Exercise tasks:
(1) Answer these questions about the Civic Hybrid review excerpt, one line each:
(a) Where is the battery pack located?
(b) At high RPM, how much horsepower does the electric assist add, and what is the total?
(c) Which car gives better thigh support in the rear seat, according to the review?
(2) Resume the Civic Hybrid review after its last sentence and carry on the "On the Road" section.

Document excerpt:
::::::

The rear seat is adequate for two moderately sized adults. Three will fit in a pinch. The seat is fairly low to the floor, such that thigh support is marginal. The Prius, with its higher seat cushion, does better here even though the stats suggest it has a bit less legroom. The Honda interior feels wider than that in the Toyota, but the stats suggest they are about the same. The Honda’s more contoured, shorter door panels might play a role here. With less door panel to catch the eye, the interior might just seem wider.

The battery pack, located behind the rear seat, does take away some trunk volume, and obviously eliminates the regular Civic’s fold-down rear seat feature. The remaining trunk is just adequate in size, but at least it’s very regularly shaped and not especially shallow in any dimension. The hinges are the conventional intrusive type.

On the Road

Okay, here’s what the hybrid is all about. The Prius, as I detailed in my review of that car, provides a most unique driving experience. You can clearly feel all of the different systems come in and out of play. The transitions aren’t terribly smooth. The Honda, in comparison, drives far more like a conventional car, at least a conventional car with a CVT automatic. Accelerating, the electric assist cut in and out seamlessly. It’s major benefit is that it pumps up the power/torque curve at low RPMs, adding about 20 ft-lbs. at 3000 RPM, and the Hybrid does move reasonably well from a stop. At high RPM, there’s less impact: the electric assist adds 8 horsepower to the 1.3 liter gas engine’s 85, for a total of 93. Since the 1.7 liter engine in the regular Civic produces 115 horsepower, the Hybrid, which also weighs a couple hundred lbs. more, isn’t going to win any drag races. Push moderately on the accelerator, and the Civic Hybrid does okay. Push harder, and the engine seems to go soft. The CVT (continuously variable transmission) does its best, holding the engine up in its powerband as the car accelerates, but there’s only so much there.

::::::

Data records:
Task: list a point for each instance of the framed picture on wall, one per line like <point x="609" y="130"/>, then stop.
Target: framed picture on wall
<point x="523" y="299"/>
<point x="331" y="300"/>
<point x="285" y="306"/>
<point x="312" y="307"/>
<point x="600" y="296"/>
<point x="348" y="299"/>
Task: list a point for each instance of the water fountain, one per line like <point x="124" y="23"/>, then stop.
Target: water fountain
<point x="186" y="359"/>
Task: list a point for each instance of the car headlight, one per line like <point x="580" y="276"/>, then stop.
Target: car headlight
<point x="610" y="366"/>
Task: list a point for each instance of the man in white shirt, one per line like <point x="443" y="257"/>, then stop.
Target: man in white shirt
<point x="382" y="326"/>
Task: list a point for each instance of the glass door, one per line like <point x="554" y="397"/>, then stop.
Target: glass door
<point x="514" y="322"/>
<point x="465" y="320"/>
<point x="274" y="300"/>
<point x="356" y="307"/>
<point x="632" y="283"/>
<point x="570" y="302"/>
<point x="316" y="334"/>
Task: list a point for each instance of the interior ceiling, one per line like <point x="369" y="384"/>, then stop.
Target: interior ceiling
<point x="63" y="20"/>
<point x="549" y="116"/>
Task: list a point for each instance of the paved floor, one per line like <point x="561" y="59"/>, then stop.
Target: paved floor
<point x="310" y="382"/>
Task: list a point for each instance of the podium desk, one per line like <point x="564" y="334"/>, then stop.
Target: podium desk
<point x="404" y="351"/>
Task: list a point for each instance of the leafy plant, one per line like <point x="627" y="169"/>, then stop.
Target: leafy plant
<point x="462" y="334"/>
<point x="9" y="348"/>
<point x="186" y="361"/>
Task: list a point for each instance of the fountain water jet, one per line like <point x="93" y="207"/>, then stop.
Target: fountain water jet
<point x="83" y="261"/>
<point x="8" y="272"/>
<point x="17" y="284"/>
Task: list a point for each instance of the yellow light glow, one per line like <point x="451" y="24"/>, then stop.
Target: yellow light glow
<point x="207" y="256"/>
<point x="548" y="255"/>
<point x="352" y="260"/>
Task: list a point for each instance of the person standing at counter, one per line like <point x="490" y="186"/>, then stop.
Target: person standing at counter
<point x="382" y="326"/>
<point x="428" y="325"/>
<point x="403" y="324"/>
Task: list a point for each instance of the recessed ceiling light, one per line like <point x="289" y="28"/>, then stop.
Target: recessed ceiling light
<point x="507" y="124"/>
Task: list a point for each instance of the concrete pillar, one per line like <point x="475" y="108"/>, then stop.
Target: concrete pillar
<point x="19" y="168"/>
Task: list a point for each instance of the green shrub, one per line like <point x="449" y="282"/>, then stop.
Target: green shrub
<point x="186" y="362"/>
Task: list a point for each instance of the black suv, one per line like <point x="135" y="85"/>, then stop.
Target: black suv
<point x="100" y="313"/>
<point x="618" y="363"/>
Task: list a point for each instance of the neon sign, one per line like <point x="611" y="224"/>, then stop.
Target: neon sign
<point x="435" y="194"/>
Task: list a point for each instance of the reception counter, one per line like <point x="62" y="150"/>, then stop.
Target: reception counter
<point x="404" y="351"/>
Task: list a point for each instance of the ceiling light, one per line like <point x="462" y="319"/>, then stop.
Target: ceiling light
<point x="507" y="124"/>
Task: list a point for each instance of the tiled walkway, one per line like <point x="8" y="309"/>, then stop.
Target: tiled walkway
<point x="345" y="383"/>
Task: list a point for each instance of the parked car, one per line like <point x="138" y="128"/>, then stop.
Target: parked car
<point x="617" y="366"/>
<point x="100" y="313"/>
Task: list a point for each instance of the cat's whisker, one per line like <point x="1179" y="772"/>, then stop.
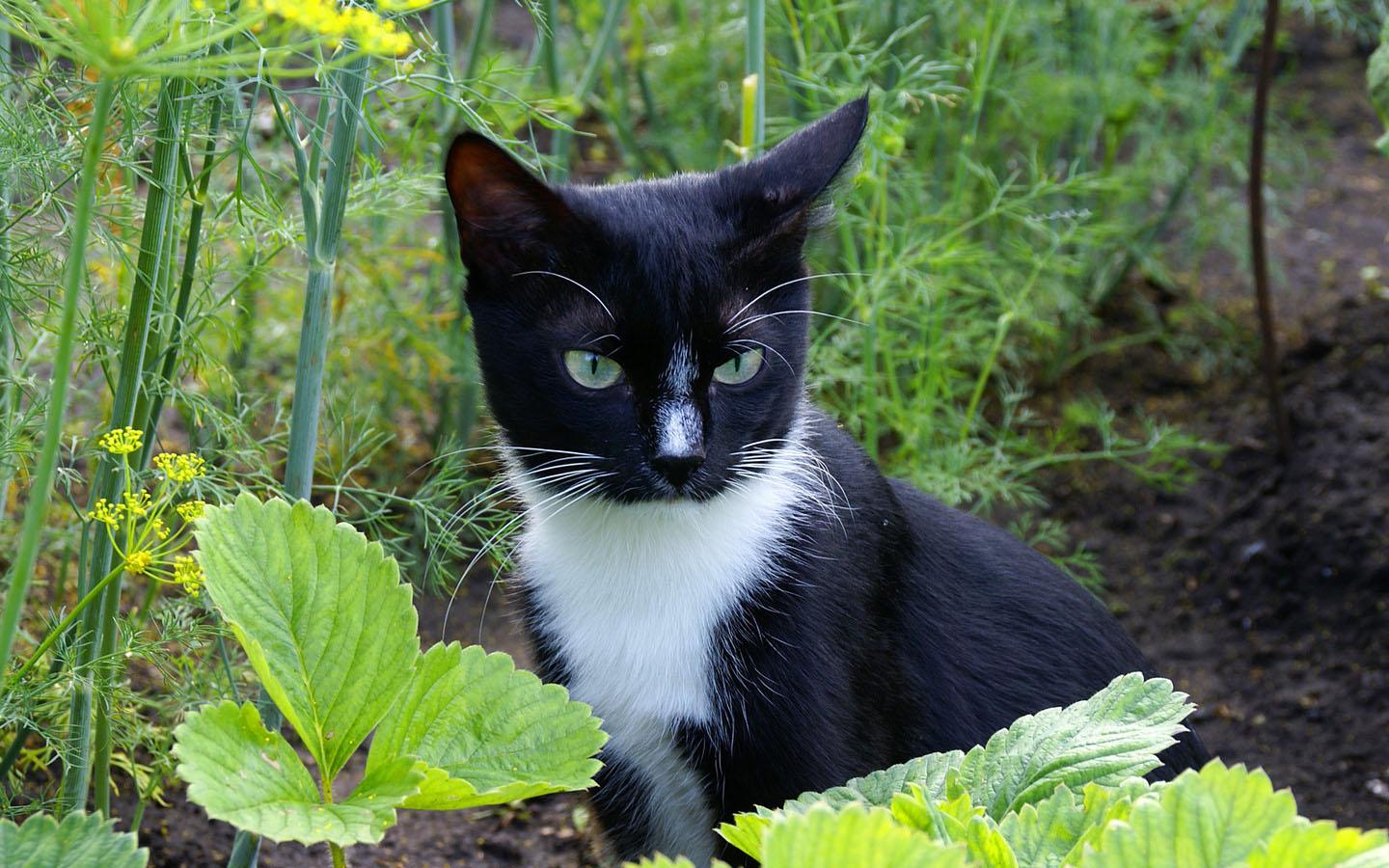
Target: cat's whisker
<point x="769" y="347"/>
<point x="810" y="277"/>
<point x="521" y="274"/>
<point x="580" y="492"/>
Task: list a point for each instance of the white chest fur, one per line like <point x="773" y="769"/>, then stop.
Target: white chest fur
<point x="632" y="595"/>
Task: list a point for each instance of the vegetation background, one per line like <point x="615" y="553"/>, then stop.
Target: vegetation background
<point x="1038" y="268"/>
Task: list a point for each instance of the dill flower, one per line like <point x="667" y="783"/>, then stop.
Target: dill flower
<point x="138" y="503"/>
<point x="123" y="441"/>
<point x="138" y="561"/>
<point x="191" y="508"/>
<point x="107" y="513"/>
<point x="180" y="469"/>
<point x="335" y="22"/>
<point x="188" y="574"/>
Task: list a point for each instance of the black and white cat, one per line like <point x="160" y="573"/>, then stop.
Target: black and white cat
<point x="709" y="560"/>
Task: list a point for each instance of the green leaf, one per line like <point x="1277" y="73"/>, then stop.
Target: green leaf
<point x="1316" y="845"/>
<point x="665" y="861"/>
<point x="1116" y="734"/>
<point x="1044" y="833"/>
<point x="747" y="830"/>
<point x="855" y="836"/>
<point x="927" y="773"/>
<point x="81" y="840"/>
<point x="252" y="778"/>
<point x="1053" y="832"/>
<point x="488" y="732"/>
<point x="321" y="614"/>
<point x="1203" y="820"/>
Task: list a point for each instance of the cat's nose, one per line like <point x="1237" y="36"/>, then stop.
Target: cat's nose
<point x="678" y="466"/>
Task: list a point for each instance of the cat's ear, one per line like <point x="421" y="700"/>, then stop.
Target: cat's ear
<point x="776" y="193"/>
<point x="505" y="217"/>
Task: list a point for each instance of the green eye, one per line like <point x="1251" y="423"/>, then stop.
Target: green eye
<point x="739" y="368"/>
<point x="592" y="369"/>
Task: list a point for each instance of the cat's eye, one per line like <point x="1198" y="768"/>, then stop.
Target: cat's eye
<point x="592" y="369"/>
<point x="739" y="368"/>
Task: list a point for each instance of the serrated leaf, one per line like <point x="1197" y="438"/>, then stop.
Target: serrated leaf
<point x="665" y="861"/>
<point x="855" y="836"/>
<point x="987" y="845"/>
<point x="321" y="612"/>
<point x="1374" y="858"/>
<point x="1044" y="833"/>
<point x="748" y="830"/>
<point x="1316" y="845"/>
<point x="924" y="773"/>
<point x="877" y="789"/>
<point x="488" y="732"/>
<point x="1203" y="820"/>
<point x="252" y="778"/>
<point x="81" y="840"/>
<point x="1116" y="734"/>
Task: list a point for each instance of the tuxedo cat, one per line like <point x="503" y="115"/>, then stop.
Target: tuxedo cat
<point x="707" y="558"/>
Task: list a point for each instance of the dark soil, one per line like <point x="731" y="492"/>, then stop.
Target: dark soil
<point x="1263" y="590"/>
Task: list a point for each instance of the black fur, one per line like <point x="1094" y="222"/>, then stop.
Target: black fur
<point x="912" y="628"/>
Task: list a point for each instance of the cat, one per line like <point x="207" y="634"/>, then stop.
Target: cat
<point x="707" y="558"/>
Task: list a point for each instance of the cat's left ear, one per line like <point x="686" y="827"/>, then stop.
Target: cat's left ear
<point x="776" y="193"/>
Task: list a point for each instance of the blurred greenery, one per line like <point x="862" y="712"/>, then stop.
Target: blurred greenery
<point x="1029" y="168"/>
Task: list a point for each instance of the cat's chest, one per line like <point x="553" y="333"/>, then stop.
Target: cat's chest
<point x="632" y="597"/>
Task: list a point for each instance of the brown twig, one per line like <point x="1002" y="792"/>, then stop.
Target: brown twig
<point x="1257" y="246"/>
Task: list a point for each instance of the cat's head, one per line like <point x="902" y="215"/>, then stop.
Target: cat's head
<point x="644" y="340"/>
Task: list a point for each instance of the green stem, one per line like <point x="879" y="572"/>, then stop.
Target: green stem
<point x="477" y="38"/>
<point x="63" y="625"/>
<point x="72" y="277"/>
<point x="754" y="67"/>
<point x="313" y="337"/>
<point x="608" y="34"/>
<point x="97" y="642"/>
<point x="9" y="360"/>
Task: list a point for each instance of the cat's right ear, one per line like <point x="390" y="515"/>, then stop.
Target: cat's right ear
<point x="507" y="218"/>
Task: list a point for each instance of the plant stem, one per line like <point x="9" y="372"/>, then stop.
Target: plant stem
<point x="72" y="275"/>
<point x="185" y="289"/>
<point x="754" y="68"/>
<point x="322" y="232"/>
<point x="608" y="32"/>
<point x="97" y="639"/>
<point x="9" y="359"/>
<point x="63" y="625"/>
<point x="1257" y="243"/>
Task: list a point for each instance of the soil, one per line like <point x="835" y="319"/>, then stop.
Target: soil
<point x="1263" y="589"/>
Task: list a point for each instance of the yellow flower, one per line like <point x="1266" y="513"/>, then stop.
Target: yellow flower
<point x="138" y="503"/>
<point x="180" y="469"/>
<point x="334" y="22"/>
<point x="188" y="574"/>
<point x="107" y="514"/>
<point x="191" y="508"/>
<point x="122" y="441"/>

::::::

Results of the tasks:
(1)
(a) Behind the rear seat.
(b) It adds 8 horsepower, for a total of 93.
(c) The Prius, with its higher seat cushion.

(2)
If you’re after speed, this isn’t the way to go. What makes this car an interesting drive is adapting your driving style to get the most out of the powertrain. By keeping tabs on the charge-assist, battery charge, and fuel economy gauges, you can modulate how quickly you accelerate and brake to maximize economy. Fun in its own way.

I should note that the CVT in this application resembled that in the Prius. (For a fairly detailed description of how a CVT works, see my Audi A4 review here.) It tends to jump to a given RPM based on throttle position—and whether the gear selector was in D, S, or L—and then hold the engine there. To ears attuned to a conventional, stepped gear powertrain, this sounds a bit strange, like a manual where the clutch is slipping. The car accelerates, but the engine note stays the same. We’re used to hearing the engine note rise as speed increases, then fall with each shift. I’ve also driven the Audi A4 with a CVT, and that one sounded more normal to my ear. I think Audi dialed in a bit of RPM gain so its powertrain would sound more normal. I don’t mean to make a big deal out of this, but it might be the thing that’s hardest to get used to with the Civic Hybrid.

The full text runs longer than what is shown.